▶ **AIM OF THE TASK**
Under this task are some entries; return every one of them exactly.
↓
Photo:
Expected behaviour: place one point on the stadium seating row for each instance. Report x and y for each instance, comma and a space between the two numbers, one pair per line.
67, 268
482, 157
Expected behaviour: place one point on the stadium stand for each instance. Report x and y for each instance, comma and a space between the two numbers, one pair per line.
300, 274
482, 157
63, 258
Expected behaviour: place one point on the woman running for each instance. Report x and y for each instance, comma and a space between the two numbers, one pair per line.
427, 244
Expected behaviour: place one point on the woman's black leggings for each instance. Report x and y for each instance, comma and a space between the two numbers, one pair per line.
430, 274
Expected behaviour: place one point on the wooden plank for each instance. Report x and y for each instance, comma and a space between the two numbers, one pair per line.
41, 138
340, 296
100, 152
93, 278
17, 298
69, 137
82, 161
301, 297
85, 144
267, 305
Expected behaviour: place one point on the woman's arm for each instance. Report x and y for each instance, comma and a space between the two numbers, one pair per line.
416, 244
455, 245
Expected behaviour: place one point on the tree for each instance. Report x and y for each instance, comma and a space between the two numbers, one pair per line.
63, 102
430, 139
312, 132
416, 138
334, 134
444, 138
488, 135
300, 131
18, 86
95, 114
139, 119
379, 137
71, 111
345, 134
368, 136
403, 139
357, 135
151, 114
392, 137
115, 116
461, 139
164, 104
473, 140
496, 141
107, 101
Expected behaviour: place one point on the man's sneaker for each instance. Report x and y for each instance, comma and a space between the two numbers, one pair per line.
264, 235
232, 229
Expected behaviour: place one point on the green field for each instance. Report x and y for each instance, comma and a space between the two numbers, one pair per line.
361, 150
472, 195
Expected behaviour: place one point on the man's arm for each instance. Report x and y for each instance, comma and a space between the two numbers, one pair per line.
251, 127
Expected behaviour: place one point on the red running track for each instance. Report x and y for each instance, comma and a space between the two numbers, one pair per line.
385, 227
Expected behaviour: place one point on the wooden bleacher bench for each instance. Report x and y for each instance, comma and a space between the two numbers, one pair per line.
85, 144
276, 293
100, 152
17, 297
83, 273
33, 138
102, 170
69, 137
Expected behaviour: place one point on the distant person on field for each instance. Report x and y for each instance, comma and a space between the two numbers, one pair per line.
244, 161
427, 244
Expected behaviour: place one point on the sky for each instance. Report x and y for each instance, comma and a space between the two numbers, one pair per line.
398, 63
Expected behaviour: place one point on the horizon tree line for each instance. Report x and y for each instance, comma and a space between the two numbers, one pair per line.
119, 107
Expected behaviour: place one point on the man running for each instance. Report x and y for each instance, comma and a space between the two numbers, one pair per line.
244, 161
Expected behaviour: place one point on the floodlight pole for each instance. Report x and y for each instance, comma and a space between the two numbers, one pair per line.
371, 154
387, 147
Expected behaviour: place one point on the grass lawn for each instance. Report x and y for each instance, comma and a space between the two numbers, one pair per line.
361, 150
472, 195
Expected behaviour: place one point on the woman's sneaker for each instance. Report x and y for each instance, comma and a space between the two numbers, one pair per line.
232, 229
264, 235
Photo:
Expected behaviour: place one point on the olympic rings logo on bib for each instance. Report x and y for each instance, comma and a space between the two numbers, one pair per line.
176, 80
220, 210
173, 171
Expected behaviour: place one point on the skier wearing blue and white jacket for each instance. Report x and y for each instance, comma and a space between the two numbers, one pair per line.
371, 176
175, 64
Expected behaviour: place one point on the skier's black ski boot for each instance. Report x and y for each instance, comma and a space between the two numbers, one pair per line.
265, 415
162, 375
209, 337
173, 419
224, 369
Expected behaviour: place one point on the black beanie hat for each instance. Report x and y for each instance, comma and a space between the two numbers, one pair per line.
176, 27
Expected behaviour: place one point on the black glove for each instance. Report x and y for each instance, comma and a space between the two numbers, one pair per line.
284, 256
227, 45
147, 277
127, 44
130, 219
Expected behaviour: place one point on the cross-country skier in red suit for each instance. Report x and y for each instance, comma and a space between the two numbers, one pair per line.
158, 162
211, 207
↑
▶ **WRITTEN SOLUTION**
Photo:
Expected behaviour: place one point on the stadium seating row for each instance. Report x and y for each instance, comma and a space between the two numbers, one pair per line.
67, 268
482, 157
Expected behaviour: place one point on the stadium stand for each instance. Report x and y for each instance, comma and a space between the two numbers, one pair per line.
300, 274
482, 157
63, 258
Expected behaviour: place one point on the woman running for each instance. Report x and y for each instance, comma and a space between the two numbers, one pair per line.
427, 244
Expected behaviour: place one point on the woman's black leggings for each instance. Report x and y for each instance, comma and a space between the two numbers, one pair per line.
430, 274
Expected behaviour: place one point on the wooden plank for each instance. Report x and y for each instance, comma and a space between the two numbers, one pair per line.
41, 138
340, 296
100, 152
93, 278
17, 298
69, 137
82, 161
301, 297
85, 144
267, 305
Expected behaviour: place one point on the woman's arm for each instance. Report x and y for each instance, comma and a space between the two numbers, one pair per line.
416, 244
455, 245
Expected behaviour: place one point on the tree for each instance. Report x and y for each instance, comma and a space between the two numbers, one pair per line.
63, 102
430, 139
312, 132
416, 138
334, 134
444, 138
488, 135
300, 131
18, 86
95, 114
139, 119
379, 137
71, 111
345, 134
368, 136
403, 139
357, 135
151, 114
392, 137
115, 116
461, 139
164, 104
473, 140
496, 141
107, 101
Expected behaviour: place one point on the man's sneaker for each instance. Report x and y for each instance, comma and a space between the two numbers, one pair per line.
264, 235
232, 229
Expected behaviour: place one point on the green field for each instance. Report x and y for each instance, comma and a space between the two numbers, one pair per line.
361, 150
472, 195
Expected behaviour: place one point on the man's arm for each instance. Report x and y for each instance, comma and a space between the two numbers, one pair per line.
251, 127
Expected behaviour: place one point on the red running track for each instance. Report x and y for each instance, comma and a space between the two numbers, one pair per line.
385, 227
Expected behaviour: place one point on the wooden bleacher bench for each instance. Report x and y for each instance, comma and a space between the two numbers, one pair per line.
85, 144
276, 293
100, 152
17, 297
83, 273
33, 138
102, 170
69, 137
Expected behaviour: place one point on the distant person on field for each instance. Report x and y for each instance, comma and a space between the two numbers, one pair per line.
244, 161
427, 244
Expected behaviour: place one point on the sky for each instance. Report x and y for each instance, comma and a space between the two numbers, one pair per line.
398, 63
Expected behaviour: place one point on the horizon tree line for each instance. Report x and y for each instance, comma and a space between the two numbers, one pair per line.
119, 107
Expected behaviour: place one point on the man running for each instance. Report x and y for each instance, comma and a space between the two numbers, one pair per line.
244, 161
Expected behaviour: place one point on the floodlight pole for each instance. Report x and y for each instance, comma and a space between the two numbers, one pair per line.
371, 154
387, 147
Expected behaviour: place one point on the grass lawn for each instance. Report x and y for each instance, comma and a space between the two numbers, one pair per line.
361, 150
472, 195
Expected behaviour: place one point on the woman's sneaker for each instance. Report x and y for each instance, comma and a space between the two numbers, one pair per line.
232, 229
264, 235
Photo:
Expected behaviour: place one point on the olympic rings logo on bib for each instance. Report x and y for each instance, comma and a space between the two numbers, one pair per line.
176, 80
220, 210
173, 171
Expected behaviour: place one point on the skier wearing blue and white jacket for each instance. Report x and y for each instance, comma and a space between the two numbers, one pair per line.
371, 176
175, 64
Expected behaviour: place one point on the skier's black ski boot for each instance. Report x and y for each instance, comma and a space between the two numbers, one pair per line.
265, 415
162, 375
209, 337
173, 419
224, 369
Expected behaviour: place one point on the black beanie hat for each instance. Report x and y for each instance, comma and a space between the two numbers, one pair per line.
176, 27
Expected behaviour: place one point on the black glove for each instance. Report x and y for each instance, comma and a space between the two numbers, one pair per line.
284, 256
227, 45
147, 277
127, 44
130, 219
Expected behaviour: place one point on the cross-country skier in red suit for each instance. Report x and y for each instance, comma and a space between the two numbers, one pair per line.
158, 162
211, 207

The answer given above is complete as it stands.